**TEXTO DO DOCUMENTO:**
..............................

O teto de gastos e a reativação da economia
Edilberto Carlos Pontes Lima, Vice-presidente do Tribunal de Contas do Estado do Ceará
Odisseu determina que seus marinheiros o amarrem e que eles tapem os ouvidos. É para evitar serem atraídos pelo sedutor canto das sereias, que os levariam à morte. Essa famosa passagem da Odisseia é muito utilizada para justificar regras fiscais de autocontenção, como o teto de gastos. Por ele, durante 20 anos, até 2036, o setor público só pode gastar a cada ano o que foi gasto no ano anterior, corrigido pela inflação. Mesmo se a economia crescer muito e com ela as receitas públicas, o aumento de gastos para resolver problemas da população encontra um governo de “mãos atadas”. Foi o que decidiu o Congresso Nacional, por meio da Emenda Constitucional nº 95, de 2016.
Parece um contrassenso que os responsáveis pelo orçamento público se autolimitem. Afinal, é próprio da representação popular decidir a destinação dos recursos públicos, bem como a magnitude do orçamento. Além disso, a própria dinâmica da sociedade se modifica ao longo dos anos, e, nas eleições, o peso de cada força política e as respectivas prioridades. Longe de ser consensual a necessidade de redução do tamanho do Estado. Diferentemente do herói da mitologia grega, que seria levado à morte, muitos não acreditam que o aumento dos gastos públicos seja necessariamente ruim, por isso não aceitam a autocontenção.

..............................

**DADOS DO EXERCÍCIO:**
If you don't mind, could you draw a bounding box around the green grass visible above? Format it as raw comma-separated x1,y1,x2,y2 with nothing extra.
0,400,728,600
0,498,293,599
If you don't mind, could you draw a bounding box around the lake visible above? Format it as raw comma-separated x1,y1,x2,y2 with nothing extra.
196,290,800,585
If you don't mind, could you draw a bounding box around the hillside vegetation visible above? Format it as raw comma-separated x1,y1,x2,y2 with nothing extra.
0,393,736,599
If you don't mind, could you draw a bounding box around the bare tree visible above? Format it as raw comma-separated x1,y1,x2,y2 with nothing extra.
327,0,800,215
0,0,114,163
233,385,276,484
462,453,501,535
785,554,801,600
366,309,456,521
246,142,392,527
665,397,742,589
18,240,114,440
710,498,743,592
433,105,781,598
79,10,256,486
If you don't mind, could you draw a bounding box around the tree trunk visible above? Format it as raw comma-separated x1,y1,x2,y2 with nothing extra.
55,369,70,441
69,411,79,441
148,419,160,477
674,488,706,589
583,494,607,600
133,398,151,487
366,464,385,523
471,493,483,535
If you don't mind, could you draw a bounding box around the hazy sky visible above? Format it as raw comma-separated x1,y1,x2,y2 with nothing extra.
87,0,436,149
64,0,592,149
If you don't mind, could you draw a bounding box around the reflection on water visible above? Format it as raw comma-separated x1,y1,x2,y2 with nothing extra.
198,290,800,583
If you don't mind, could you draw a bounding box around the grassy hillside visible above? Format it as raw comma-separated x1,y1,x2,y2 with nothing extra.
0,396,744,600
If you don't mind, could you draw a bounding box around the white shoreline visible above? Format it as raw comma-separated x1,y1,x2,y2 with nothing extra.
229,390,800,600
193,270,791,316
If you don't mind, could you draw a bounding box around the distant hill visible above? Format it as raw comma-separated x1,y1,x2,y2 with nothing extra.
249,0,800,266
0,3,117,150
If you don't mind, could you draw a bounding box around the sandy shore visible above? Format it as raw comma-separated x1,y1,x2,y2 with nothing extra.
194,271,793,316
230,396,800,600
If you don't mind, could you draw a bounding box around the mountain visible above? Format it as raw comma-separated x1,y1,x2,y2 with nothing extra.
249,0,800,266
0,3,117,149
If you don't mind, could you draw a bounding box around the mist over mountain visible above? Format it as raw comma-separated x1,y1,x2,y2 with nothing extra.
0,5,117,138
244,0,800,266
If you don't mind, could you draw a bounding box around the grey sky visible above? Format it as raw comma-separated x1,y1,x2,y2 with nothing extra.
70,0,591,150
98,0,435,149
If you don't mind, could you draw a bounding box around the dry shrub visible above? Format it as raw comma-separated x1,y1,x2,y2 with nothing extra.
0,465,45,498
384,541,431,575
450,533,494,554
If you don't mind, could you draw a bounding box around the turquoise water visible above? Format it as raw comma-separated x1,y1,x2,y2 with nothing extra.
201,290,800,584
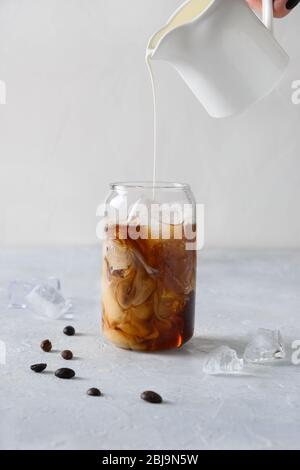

..............................

**O QUE FAZER:** No texto sobre o teto de gastos, transcreva sem mudar nada tudo o que vai de "O teto de gastos e" até "95, de 2016.". Responda usando só o texto sobre o teto de gastos.

**SUA RESPOSTA:**
O teto de gastos e a reativação da economia
Edilberto Carlos Pontes Lima, Vice-presidente do Tribunal de Contas do Estado do Ceará
Odisseu determina que seus marinheiros o amarrem e que eles tapem os ouvidos. É para evitar serem atraídos pelo sedutor canto das sereias, que os levariam à morte. Essa famosa passagem da Odisseia é muito utilizada para justificar regras fiscais de autocontenção, como o teto de gastos. Por ele, durante 20 anos, até 2036, o setor público só pode gastar a cada ano o que foi gasto no ano anterior, corrigido pela inflação. Mesmo se a economia crescer muito e com ela as receitas públicas, o aumento de gastos para resolver problemas da população encontra um governo de “mãos atadas”. Foi o que decidiu o Congresso Nacional, por meio da Emenda Constitucional nº 95, de 2016.